DATA FOR THE TASK:

»»

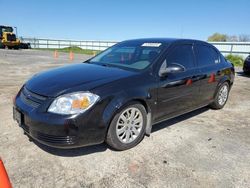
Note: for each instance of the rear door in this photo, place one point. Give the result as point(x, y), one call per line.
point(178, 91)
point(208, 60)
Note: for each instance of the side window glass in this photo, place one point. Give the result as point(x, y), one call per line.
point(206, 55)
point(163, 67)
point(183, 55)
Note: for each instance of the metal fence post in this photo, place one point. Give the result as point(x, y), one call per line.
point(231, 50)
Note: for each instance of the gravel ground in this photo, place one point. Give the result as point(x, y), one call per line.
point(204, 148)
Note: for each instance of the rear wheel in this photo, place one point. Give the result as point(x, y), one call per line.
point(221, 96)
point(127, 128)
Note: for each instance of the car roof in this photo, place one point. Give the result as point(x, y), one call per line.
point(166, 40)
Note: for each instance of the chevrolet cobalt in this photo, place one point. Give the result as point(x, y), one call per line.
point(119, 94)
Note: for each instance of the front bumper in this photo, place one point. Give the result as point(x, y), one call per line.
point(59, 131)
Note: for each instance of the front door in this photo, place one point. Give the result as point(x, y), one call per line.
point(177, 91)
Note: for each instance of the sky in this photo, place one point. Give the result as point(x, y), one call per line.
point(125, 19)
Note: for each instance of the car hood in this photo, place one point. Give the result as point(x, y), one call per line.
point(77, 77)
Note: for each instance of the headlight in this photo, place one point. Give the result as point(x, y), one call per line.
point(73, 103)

««
»»

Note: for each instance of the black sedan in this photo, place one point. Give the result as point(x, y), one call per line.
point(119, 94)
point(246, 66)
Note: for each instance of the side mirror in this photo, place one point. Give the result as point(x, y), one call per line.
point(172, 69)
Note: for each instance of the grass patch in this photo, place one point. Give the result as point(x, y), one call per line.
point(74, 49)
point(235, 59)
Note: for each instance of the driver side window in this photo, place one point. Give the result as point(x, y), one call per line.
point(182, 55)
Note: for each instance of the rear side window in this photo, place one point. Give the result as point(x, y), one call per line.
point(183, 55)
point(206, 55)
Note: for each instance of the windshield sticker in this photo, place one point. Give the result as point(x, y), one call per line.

««
»»

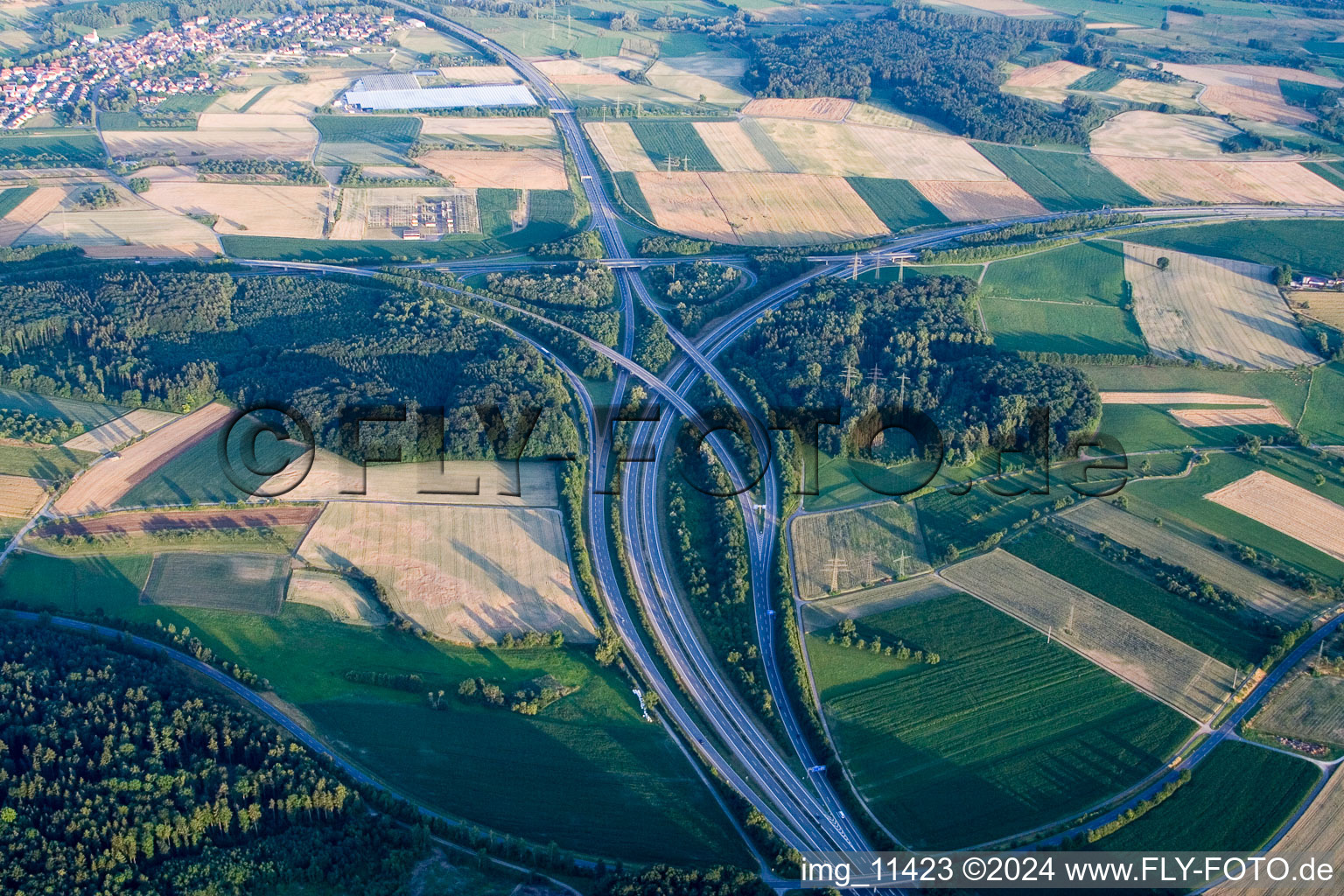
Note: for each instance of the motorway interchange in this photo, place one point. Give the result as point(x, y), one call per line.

««

Could you restate word for word the lines above from the one containing "Note: for each instance of the side mirror" through the one containing "Note: for each instance of the windshield", both included, and nothing else?

EXPECTED OUTPUT:
Note: for each instance of the side mirror in this photo, place one point. Give the result as point(x, y), one call per line.
point(172, 69)
Note: for each instance of the grass patch in this photo, place one point. Give the result as point(x, y), one call per line.
point(74, 49)
point(235, 59)
Note: for each instance of the driver side window in this photo, place one point. Give the result as point(x, y), one call per line.
point(182, 55)
Note: for each instance of the rear side window in this photo, place one point. Give the result as point(x, y), one call per line.
point(183, 55)
point(206, 55)
Note: for each instance of the windshield sticker in this photo, place one point. Give the result as point(x, y), one call per line.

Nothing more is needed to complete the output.